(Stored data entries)
· · · · ·
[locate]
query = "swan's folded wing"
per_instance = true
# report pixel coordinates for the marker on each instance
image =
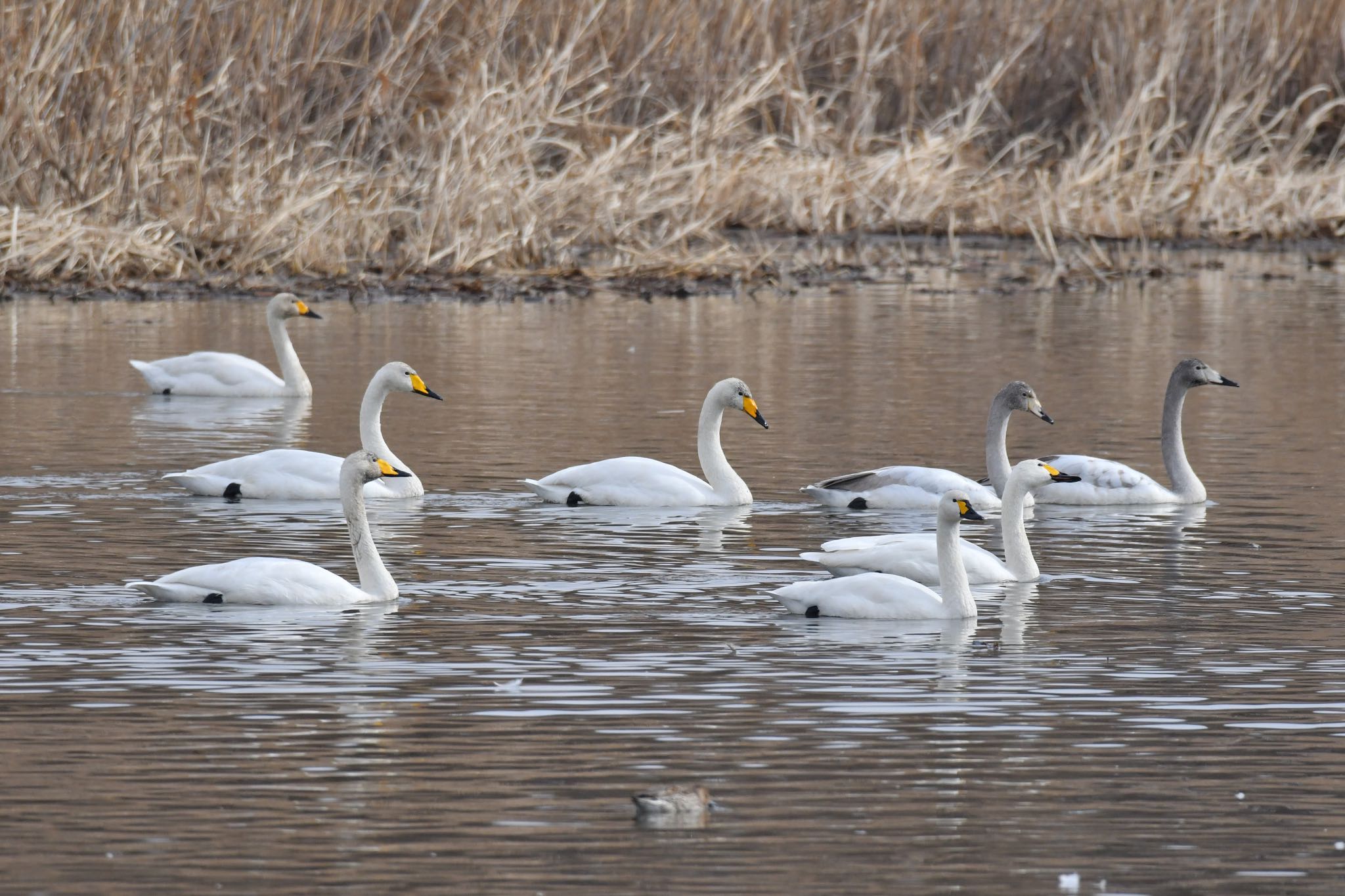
(929, 479)
(225, 368)
(873, 595)
(255, 581)
(1099, 473)
(278, 473)
(631, 481)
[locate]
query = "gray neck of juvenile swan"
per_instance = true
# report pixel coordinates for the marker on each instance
(374, 578)
(291, 371)
(953, 575)
(372, 423)
(1184, 480)
(997, 456)
(721, 477)
(1019, 558)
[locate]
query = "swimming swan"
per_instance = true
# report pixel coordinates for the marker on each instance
(1111, 482)
(920, 486)
(915, 554)
(640, 481)
(271, 581)
(234, 375)
(877, 595)
(290, 473)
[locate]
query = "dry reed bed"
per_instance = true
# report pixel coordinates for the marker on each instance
(158, 139)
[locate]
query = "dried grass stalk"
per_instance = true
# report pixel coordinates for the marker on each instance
(160, 139)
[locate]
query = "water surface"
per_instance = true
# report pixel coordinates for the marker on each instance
(1162, 715)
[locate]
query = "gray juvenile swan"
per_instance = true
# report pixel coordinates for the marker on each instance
(1110, 482)
(920, 486)
(234, 375)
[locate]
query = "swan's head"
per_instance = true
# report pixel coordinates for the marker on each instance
(1193, 372)
(1039, 473)
(956, 504)
(366, 467)
(735, 393)
(403, 378)
(286, 305)
(1020, 396)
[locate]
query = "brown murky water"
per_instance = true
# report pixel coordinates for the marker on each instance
(1166, 717)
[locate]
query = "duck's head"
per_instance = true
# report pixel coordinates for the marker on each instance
(368, 467)
(1020, 396)
(286, 305)
(401, 378)
(1193, 372)
(735, 393)
(956, 505)
(1038, 472)
(673, 800)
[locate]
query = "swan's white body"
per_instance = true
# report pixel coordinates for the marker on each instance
(879, 595)
(915, 555)
(277, 581)
(290, 473)
(1105, 481)
(234, 375)
(640, 481)
(921, 486)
· · · · ·
_WRITTEN TASK:_
Rewrite the items from the start up to and including the line with "(1162, 715)", shifting each answer coordinate by adding 135 to both of its numbers and leaving everything else unchanged. Leave the pictures out.

_RESPONSE FOR THIS EXERCISE:_
[locate]
query = "swan's folded wing"
per_instance = true
# report pixel coordinates for the marker on each instance
image =
(1064, 614)
(360, 503)
(1008, 730)
(390, 716)
(1234, 608)
(413, 608)
(766, 616)
[locate]
query = "gray neck of juvenile swan"
per_instance = true
# report pixel coordinates for the marker on each instance
(509, 713)
(426, 506)
(1088, 710)
(507, 558)
(1319, 615)
(1132, 591)
(856, 612)
(1154, 693)
[locate]
query = "swimming swan"
per_instance = true
# report pixel coordinates for the marker on each instance
(1246, 617)
(1055, 621)
(1050, 689)
(775, 616)
(406, 716)
(369, 510)
(1012, 730)
(425, 608)
[locate]
query = "dry reed bed"
per_instance = true
# report pixel coordinates for the marker on each instance
(293, 274)
[locate]
query = "dried grass stalk"
per_instance = true
# report pixel coordinates for the marker on each instance
(295, 274)
[locate]
query = "water surface"
per_instance = true
# report pixel coordinates for the marker on each instance
(1297, 850)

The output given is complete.